What is required:
Write out all of the items below word for word, leaving out the pictures.

** begin Record extracts **

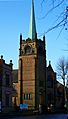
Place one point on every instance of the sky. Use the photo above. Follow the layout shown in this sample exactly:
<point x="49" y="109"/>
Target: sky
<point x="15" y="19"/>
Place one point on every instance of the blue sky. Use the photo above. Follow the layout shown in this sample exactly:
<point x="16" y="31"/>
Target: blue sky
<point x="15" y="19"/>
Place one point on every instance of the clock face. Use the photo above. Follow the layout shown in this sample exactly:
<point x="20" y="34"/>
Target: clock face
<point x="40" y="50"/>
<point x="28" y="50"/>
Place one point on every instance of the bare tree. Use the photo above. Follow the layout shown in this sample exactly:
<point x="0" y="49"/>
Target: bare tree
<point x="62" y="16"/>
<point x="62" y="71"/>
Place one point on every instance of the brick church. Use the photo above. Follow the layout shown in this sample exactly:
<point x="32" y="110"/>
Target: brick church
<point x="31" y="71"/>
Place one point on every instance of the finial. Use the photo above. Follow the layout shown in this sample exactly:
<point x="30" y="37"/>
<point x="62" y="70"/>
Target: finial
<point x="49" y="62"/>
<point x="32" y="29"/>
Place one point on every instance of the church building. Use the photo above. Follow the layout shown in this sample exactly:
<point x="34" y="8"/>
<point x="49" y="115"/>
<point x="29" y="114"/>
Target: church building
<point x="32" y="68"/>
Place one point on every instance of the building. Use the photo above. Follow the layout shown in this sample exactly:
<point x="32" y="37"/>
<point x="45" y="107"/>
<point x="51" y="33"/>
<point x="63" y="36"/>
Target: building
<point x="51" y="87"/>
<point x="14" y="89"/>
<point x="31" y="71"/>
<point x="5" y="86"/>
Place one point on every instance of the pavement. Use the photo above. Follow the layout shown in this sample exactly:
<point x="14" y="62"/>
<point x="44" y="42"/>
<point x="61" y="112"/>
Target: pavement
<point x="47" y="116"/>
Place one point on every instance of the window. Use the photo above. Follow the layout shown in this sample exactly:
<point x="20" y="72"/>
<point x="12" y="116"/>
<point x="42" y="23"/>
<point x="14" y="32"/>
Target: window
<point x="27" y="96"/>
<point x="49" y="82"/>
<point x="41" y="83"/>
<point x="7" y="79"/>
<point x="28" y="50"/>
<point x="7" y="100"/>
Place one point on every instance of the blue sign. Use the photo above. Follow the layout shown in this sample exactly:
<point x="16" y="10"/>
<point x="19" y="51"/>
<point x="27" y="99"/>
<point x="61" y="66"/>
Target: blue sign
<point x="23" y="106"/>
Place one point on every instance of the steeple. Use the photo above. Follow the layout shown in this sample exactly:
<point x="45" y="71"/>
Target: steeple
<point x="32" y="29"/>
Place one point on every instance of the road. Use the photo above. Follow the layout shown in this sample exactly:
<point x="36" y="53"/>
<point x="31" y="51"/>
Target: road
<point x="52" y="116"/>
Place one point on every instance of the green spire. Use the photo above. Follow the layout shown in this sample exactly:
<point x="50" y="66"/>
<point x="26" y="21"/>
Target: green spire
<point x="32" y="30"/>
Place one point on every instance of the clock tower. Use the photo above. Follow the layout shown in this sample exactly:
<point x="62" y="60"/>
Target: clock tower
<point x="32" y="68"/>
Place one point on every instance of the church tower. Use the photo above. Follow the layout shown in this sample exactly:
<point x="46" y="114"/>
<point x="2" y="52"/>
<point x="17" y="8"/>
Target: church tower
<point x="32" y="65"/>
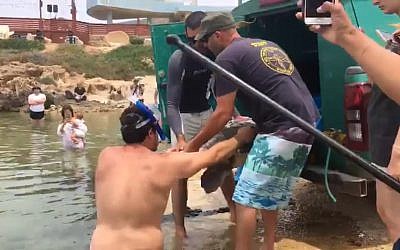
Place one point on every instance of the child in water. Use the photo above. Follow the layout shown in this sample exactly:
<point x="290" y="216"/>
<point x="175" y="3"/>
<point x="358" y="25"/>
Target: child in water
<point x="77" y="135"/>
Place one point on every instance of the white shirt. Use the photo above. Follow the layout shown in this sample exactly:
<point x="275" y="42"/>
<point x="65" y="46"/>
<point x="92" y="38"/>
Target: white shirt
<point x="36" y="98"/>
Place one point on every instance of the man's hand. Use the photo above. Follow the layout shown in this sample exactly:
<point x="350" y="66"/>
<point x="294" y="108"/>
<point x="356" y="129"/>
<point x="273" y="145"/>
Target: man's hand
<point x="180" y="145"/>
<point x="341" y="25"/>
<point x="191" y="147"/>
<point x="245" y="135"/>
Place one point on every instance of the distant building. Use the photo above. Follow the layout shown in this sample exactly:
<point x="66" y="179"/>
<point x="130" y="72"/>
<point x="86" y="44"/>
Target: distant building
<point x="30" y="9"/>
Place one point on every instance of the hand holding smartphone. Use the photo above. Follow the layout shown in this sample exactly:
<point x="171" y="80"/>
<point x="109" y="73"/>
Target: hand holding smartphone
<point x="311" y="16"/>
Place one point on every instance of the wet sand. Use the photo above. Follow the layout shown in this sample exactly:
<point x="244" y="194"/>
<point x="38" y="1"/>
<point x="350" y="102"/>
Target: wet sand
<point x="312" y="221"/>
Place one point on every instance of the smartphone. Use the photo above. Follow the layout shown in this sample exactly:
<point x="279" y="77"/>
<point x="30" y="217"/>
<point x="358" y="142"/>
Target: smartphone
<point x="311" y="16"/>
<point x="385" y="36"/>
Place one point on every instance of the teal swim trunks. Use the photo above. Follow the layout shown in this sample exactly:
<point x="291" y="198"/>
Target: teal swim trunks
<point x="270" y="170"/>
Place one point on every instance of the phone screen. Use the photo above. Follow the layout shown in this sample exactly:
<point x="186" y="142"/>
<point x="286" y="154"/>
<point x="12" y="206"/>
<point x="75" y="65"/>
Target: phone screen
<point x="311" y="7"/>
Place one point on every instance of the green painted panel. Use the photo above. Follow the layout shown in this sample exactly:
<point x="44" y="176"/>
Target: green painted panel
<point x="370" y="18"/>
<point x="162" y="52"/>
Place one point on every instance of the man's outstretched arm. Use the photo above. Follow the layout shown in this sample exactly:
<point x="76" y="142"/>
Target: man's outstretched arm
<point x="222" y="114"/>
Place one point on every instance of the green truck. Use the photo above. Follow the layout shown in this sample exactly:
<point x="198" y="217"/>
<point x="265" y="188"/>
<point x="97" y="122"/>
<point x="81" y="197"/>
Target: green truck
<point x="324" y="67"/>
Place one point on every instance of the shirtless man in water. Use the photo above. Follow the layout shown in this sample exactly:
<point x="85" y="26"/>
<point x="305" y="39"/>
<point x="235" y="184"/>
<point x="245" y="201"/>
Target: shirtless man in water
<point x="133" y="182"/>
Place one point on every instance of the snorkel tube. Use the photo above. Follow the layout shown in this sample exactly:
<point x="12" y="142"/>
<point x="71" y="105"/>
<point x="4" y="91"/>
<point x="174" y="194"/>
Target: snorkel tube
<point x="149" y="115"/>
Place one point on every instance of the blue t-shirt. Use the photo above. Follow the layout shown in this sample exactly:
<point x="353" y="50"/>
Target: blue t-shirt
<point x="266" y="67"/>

** end Record extracts **

Final result:
Place one point on every instance of the sky. Use the photo above. Follow the layout shown in this sample exactly:
<point x="49" y="109"/>
Target: sky
<point x="15" y="19"/>
Place one point on every instance of the blue sky. Use the photo above. Follow the layout shown in this sample exactly:
<point x="16" y="31"/>
Target: blue sky
<point x="15" y="19"/>
Place one point on every instance of the clock face. Use the photo above. Follow the layout shown in this sample exactly:
<point x="20" y="34"/>
Target: clock face
<point x="40" y="50"/>
<point x="28" y="50"/>
Place one point on every instance of the bare tree. Use the photo above. Follow the layout shown in this sample exactly:
<point x="0" y="49"/>
Target: bare tree
<point x="62" y="16"/>
<point x="62" y="71"/>
Place one point on every instance of the brick church. Use the photo above. Follow the layout shown in this sample exactly:
<point x="32" y="110"/>
Target: brick church
<point x="31" y="71"/>
Place one point on every instance of the finial. Use the photo above. Follow the layout shown in this sample exactly:
<point x="30" y="37"/>
<point x="62" y="70"/>
Target: finial
<point x="49" y="62"/>
<point x="32" y="29"/>
Place one point on every instance of the church building. Use the photo above. Follow the layout shown in this sample exactly:
<point x="34" y="8"/>
<point x="49" y="115"/>
<point x="29" y="114"/>
Target: church building
<point x="32" y="68"/>
Place one point on every instance of the building. Use the photo above. Follow the layout shown in this sample exactly:
<point x="32" y="37"/>
<point x="45" y="107"/>
<point x="51" y="33"/>
<point x="63" y="36"/>
Target: building
<point x="51" y="87"/>
<point x="14" y="89"/>
<point x="31" y="71"/>
<point x="5" y="86"/>
Place one point on every instance of the pavement. Use the photo above. Follow the layout shown in this sample exactly:
<point x="14" y="62"/>
<point x="44" y="42"/>
<point x="61" y="112"/>
Target: pavement
<point x="47" y="116"/>
Place one point on every instance of the window. Use the photo above. Follow the layout shown in this sample exactly:
<point x="20" y="72"/>
<point x="12" y="116"/>
<point x="42" y="23"/>
<point x="14" y="32"/>
Target: window
<point x="27" y="96"/>
<point x="49" y="82"/>
<point x="41" y="83"/>
<point x="7" y="79"/>
<point x="28" y="50"/>
<point x="7" y="100"/>
Place one point on every instance of the blue sign. Use the photo above. Follow the layout shown in this sample exactly:
<point x="16" y="10"/>
<point x="19" y="51"/>
<point x="27" y="99"/>
<point x="61" y="66"/>
Target: blue sign
<point x="23" y="106"/>
Place one point on every instance of the steeple. Use the photo above. Follow the layout shown in this sample exactly:
<point x="45" y="71"/>
Target: steeple
<point x="32" y="29"/>
Place one point on every instance of the road. Use the photo above. Follow the layout shown in this sample exactly:
<point x="36" y="53"/>
<point x="31" y="51"/>
Target: road
<point x="52" y="116"/>
Place one point on every instance of the green spire. Use the photo above. Follow the layout shown in this sample exactly:
<point x="50" y="66"/>
<point x="26" y="21"/>
Target: green spire
<point x="32" y="30"/>
Place one point on every instance of the clock tower. Use the photo above. Follow the layout shown in this sample exactly:
<point x="62" y="60"/>
Target: clock tower
<point x="32" y="68"/>
Place one point on every instance of the church tower. Use the photo above. Follow the layout shown in this sample exactly:
<point x="46" y="114"/>
<point x="2" y="52"/>
<point x="17" y="8"/>
Target: church tower
<point x="32" y="65"/>
Place one point on every instance of the child in water. Use the photo above. Follow the layout shown in this sample exactly:
<point x="290" y="216"/>
<point x="175" y="3"/>
<point x="358" y="25"/>
Target: child in water
<point x="77" y="135"/>
Place one point on every instance of the white shirt. Use the photo above. Follow the layout shown in this sample exactly:
<point x="275" y="42"/>
<point x="65" y="46"/>
<point x="92" y="38"/>
Target: white shirt
<point x="36" y="98"/>
Place one point on every instance of the man's hand. Use the photo above. Follow the layout shown in this sample exactly:
<point x="350" y="66"/>
<point x="294" y="108"/>
<point x="356" y="129"/>
<point x="273" y="145"/>
Target: man's hand
<point x="180" y="145"/>
<point x="341" y="25"/>
<point x="191" y="147"/>
<point x="245" y="135"/>
Place one point on every instance of the distant building. Use the photo above. Follow the layout shown in this sample exactly:
<point x="66" y="179"/>
<point x="130" y="72"/>
<point x="86" y="44"/>
Target: distant building
<point x="30" y="9"/>
Place one point on every instance of the hand holding smartphone. Use the photo above. Follow the layout shown in this sample exactly:
<point x="171" y="80"/>
<point x="109" y="73"/>
Target: hand holding smartphone
<point x="311" y="16"/>
Place one point on every instance of the wet sand. Use the photo above. Follow the layout shown in this sample exactly:
<point x="244" y="194"/>
<point x="38" y="1"/>
<point x="350" y="102"/>
Target: wet sand
<point x="312" y="221"/>
Place one point on every instance of the smartphone. Use the photo above. Follow the layout shown in this sample exactly:
<point x="279" y="77"/>
<point x="30" y="217"/>
<point x="358" y="142"/>
Target: smartphone
<point x="311" y="16"/>
<point x="385" y="36"/>
Place one point on every instance of the teal swim trunks. Use the photo above. Follow the layout shown in this sample exactly:
<point x="291" y="198"/>
Target: teal swim trunks
<point x="270" y="170"/>
Place one point on every instance of the phone screen. Use the photo above. Follow the layout shown in this sample exactly:
<point x="186" y="142"/>
<point x="286" y="154"/>
<point x="12" y="206"/>
<point x="75" y="65"/>
Target: phone screen
<point x="311" y="7"/>
Place one point on every instance of the green painted panel. Use the photo above. Follow the layout shown in this sample exactly:
<point x="44" y="176"/>
Target: green painted panel
<point x="370" y="18"/>
<point x="162" y="52"/>
Place one point on every instance of the man's outstretched arm. Use the photo above. Follow the layout shown in this sample exactly:
<point x="76" y="142"/>
Target: man's outstretched arm
<point x="222" y="114"/>
Place one point on every instance of the green truck. Use the photo above. Follow the layout shown in this sample exactly:
<point x="198" y="217"/>
<point x="265" y="188"/>
<point x="97" y="122"/>
<point x="81" y="197"/>
Target: green truck
<point x="324" y="67"/>
Place one point on every instance of the shirtless man in water. Use the photo above. Follow the layout shown in this sample exactly:
<point x="85" y="26"/>
<point x="305" y="39"/>
<point x="235" y="184"/>
<point x="245" y="201"/>
Target: shirtless man in water
<point x="133" y="182"/>
Place one point on every instance of the snorkel tube. Use the photo above. Follow the layout shown in this sample exactly:
<point x="12" y="142"/>
<point x="71" y="105"/>
<point x="4" y="91"/>
<point x="174" y="194"/>
Target: snorkel tube
<point x="149" y="115"/>
Place one point on every instance of the blue t-shirt. Use the photo above. Follow the layout shown in this sample exactly:
<point x="353" y="50"/>
Target: blue t-shirt
<point x="266" y="67"/>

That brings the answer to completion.